* _WHAT THE TASK ASKS_
Type out the complete listing below word for word, without its pictures.

* _EXTRACTED MATERIAL_
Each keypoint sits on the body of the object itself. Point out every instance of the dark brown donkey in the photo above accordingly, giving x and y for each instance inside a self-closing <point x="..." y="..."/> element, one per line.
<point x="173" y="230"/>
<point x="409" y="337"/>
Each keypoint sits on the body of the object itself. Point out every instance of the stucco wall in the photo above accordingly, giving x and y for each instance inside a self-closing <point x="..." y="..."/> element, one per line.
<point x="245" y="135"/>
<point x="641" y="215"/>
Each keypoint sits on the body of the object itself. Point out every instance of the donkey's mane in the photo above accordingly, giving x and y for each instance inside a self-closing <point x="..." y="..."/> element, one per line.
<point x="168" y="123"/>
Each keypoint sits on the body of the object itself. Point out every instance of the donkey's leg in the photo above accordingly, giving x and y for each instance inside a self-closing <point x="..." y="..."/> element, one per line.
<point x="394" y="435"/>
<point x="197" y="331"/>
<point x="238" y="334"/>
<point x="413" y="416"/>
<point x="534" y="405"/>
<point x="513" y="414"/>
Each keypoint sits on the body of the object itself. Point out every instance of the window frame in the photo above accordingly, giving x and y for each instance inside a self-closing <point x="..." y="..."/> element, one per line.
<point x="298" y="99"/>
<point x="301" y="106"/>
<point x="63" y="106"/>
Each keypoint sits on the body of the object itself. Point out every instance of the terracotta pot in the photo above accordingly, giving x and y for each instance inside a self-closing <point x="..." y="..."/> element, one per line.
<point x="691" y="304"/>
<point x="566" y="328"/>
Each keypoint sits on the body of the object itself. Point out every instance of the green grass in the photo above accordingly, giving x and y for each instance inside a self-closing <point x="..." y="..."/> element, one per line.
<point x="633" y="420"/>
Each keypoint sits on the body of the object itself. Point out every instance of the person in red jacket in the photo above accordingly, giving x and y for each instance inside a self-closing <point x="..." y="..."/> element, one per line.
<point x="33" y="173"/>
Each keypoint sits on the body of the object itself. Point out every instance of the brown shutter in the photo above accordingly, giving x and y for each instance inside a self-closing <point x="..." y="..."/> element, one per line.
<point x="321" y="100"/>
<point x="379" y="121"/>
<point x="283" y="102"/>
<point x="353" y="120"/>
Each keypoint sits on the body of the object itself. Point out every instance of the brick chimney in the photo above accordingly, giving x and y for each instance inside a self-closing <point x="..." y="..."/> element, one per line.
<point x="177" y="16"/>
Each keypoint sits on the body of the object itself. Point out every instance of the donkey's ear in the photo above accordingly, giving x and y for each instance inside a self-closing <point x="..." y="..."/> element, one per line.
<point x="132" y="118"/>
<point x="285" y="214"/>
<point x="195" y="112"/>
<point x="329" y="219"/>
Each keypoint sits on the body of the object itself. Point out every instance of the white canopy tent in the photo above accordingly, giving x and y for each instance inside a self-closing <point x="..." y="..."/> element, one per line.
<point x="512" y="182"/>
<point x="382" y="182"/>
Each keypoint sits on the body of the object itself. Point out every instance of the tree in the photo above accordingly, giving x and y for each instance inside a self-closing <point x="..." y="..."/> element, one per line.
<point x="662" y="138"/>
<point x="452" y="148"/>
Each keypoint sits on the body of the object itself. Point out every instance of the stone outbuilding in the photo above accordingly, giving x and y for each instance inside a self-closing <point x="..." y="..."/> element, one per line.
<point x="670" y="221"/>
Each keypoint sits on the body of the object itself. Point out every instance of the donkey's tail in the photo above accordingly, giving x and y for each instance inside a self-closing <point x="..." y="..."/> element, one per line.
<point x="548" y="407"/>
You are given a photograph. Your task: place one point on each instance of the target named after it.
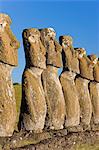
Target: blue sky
(80, 19)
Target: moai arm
(86, 68)
(70, 55)
(53, 48)
(95, 64)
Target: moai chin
(33, 101)
(34, 49)
(69, 54)
(52, 87)
(8, 60)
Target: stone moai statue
(69, 54)
(94, 93)
(33, 98)
(8, 60)
(86, 74)
(70, 69)
(52, 87)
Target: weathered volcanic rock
(86, 66)
(7, 101)
(71, 99)
(53, 48)
(8, 59)
(8, 42)
(33, 101)
(95, 62)
(84, 100)
(34, 49)
(69, 54)
(54, 98)
(94, 94)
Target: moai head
(34, 49)
(8, 42)
(53, 48)
(66, 41)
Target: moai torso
(85, 101)
(8, 60)
(86, 67)
(71, 99)
(94, 93)
(52, 87)
(33, 101)
(69, 54)
(70, 63)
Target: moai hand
(86, 67)
(8, 60)
(69, 54)
(33, 98)
(52, 87)
(94, 93)
(8, 42)
(85, 102)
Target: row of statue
(49, 101)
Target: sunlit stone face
(2, 25)
(8, 42)
(66, 41)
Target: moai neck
(7, 69)
(36, 71)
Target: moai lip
(54, 98)
(69, 54)
(85, 64)
(84, 100)
(53, 48)
(71, 99)
(34, 50)
(8, 42)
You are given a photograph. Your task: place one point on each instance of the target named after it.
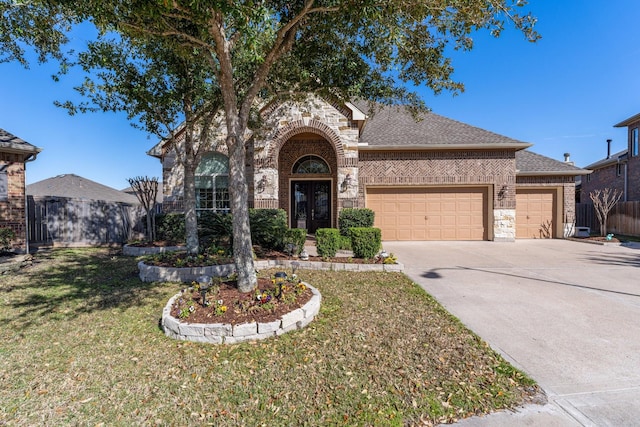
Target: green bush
(215, 230)
(365, 241)
(295, 237)
(6, 236)
(170, 227)
(354, 217)
(327, 241)
(268, 228)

* _RESPONSE AREA_
Each keypoint sits on the body of the object itself. Point out every instance of the dark brown donkey in the photo above accordingly, giving x and y for each instance inside a self-closing <point x="..." y="..."/> element, one per line.
<point x="173" y="230"/>
<point x="409" y="337"/>
Each keypoint sits on the body of the object itself. Point out every instance of the stucco wall in the photo above accordingly, giving x and y for each instance inside a self-closing <point x="..." y="..."/> element, one per line.
<point x="245" y="135"/>
<point x="641" y="215"/>
Each keypoint sits on the body of the object itself. Point out every instance of the donkey's mane in the photo above accordingly, giving x and y for each instance inside a self-closing <point x="..." y="..."/> element, one per line.
<point x="168" y="123"/>
Each keypoint sits on the body of the object itself. Point out every instance of the donkey's leg in the photo above accordingly, giving x and y for each instance inside a self-closing <point x="..." y="..."/> element, one per line.
<point x="394" y="435"/>
<point x="197" y="331"/>
<point x="238" y="334"/>
<point x="413" y="416"/>
<point x="534" y="405"/>
<point x="513" y="414"/>
Each keypoint sits on the body of the object itself. Point out every instance of the window frame in the photo above accordingly, giving x and y for each instance inside a self-closing <point x="..." y="..."/> element, one per line.
<point x="298" y="99"/>
<point x="301" y="106"/>
<point x="63" y="106"/>
Each keypoint sits on the body of the object itself. Point out every instance of the terracotta pot in the photo above accordingly, giving x and y for each instance inside a self-closing <point x="..." y="..."/> element, one per line.
<point x="691" y="304"/>
<point x="566" y="328"/>
Each keypoint sits on the body of the object itself. Point out every instance of the green grass in the photo above accordingly, giving x and y for each instance inside a self-closing <point x="..." y="..."/> element, one per line.
<point x="633" y="420"/>
Each keypoint sits on the body of the object itself. Point out every instance of the person in red jacket in the photo above accordingly, giving x and y for each instance inside a self-closing <point x="..." y="..."/> element, one per line.
<point x="33" y="173"/>
Each keypoint sits on the body of the object itself. Point out every instance of the brown shutter in the photo above accordingly, giving x and y for each instance inside a self-closing <point x="..." y="..."/> element, one per line.
<point x="321" y="100"/>
<point x="379" y="121"/>
<point x="283" y="102"/>
<point x="353" y="120"/>
Each keypoint sits on the body of the object itself. Point out every instance of the brick chimney in the photo above accordingly, giving x and y for each instance inside a self-closing <point x="..." y="..."/> element, one per line.
<point x="177" y="16"/>
Each keypoint sits on the body of the object itself. Point out every instance of the donkey's ear in the photo above accordingly, giving x and y for each instance inside a self-closing <point x="..." y="..."/> element, one per line.
<point x="132" y="118"/>
<point x="285" y="214"/>
<point x="195" y="112"/>
<point x="329" y="219"/>
Each keypoint sits on the body of the object itself. Point out every instance of the white canopy tent in the photo above accordingly, giving x and y for each instance inside a self-closing <point x="..." y="..."/> element, one per line.
<point x="512" y="182"/>
<point x="382" y="182"/>
Each keypoint sits on the body of the object itself. Point out every instance of the tree in the photo above accordingly, giving x and y for each instance inside a self-closing <point x="..." y="..."/> element, one per line.
<point x="662" y="138"/>
<point x="452" y="148"/>
Each keypoint sits on the body of the object itself. Point out every instance of the stone outbuilding in the photo above accordingly, giving x and y for each instance inside a self-closing <point x="..." y="..."/> element, one per line.
<point x="670" y="221"/>
Each keypoint sits on the body of the object itself. Point out every instance of the donkey's tail in the photo above accordingly, giving x and y for each instance inside a self-closing <point x="..." y="..."/> element, one per line.
<point x="548" y="407"/>
You are given a photograph. Your task: place one point on each instance of the target named after it.
Target: blue sky
(80, 19)
Target: moai arm
(86, 68)
(70, 55)
(53, 48)
(95, 64)
Target: moai chin
(33, 101)
(34, 49)
(69, 54)
(52, 87)
(8, 60)
Target: stone moai statue
(69, 54)
(94, 93)
(33, 98)
(8, 60)
(86, 74)
(70, 69)
(52, 87)
Target: weathered volcanic rock
(86, 66)
(7, 101)
(71, 99)
(53, 48)
(8, 59)
(8, 42)
(33, 101)
(95, 62)
(84, 100)
(34, 49)
(69, 54)
(54, 98)
(94, 94)
Target: moai head
(34, 49)
(8, 42)
(53, 48)
(66, 41)
Target: moai torso
(85, 101)
(8, 60)
(86, 67)
(71, 99)
(94, 93)
(52, 87)
(33, 101)
(69, 54)
(70, 63)
Target: moai hand
(86, 67)
(8, 60)
(69, 54)
(33, 98)
(52, 87)
(94, 93)
(8, 42)
(85, 102)
Target: row of statue
(49, 101)
Target: sunlit stone face
(2, 25)
(8, 42)
(66, 41)
Target: moai neck
(7, 69)
(36, 71)
Target: moai lip
(54, 98)
(69, 54)
(85, 64)
(84, 100)
(53, 48)
(71, 99)
(34, 50)
(8, 42)
You are given a photograph. Your task: place one point on each instance of the target named after it.
Target: green bush
(215, 230)
(365, 241)
(295, 237)
(6, 236)
(170, 227)
(354, 217)
(327, 241)
(268, 228)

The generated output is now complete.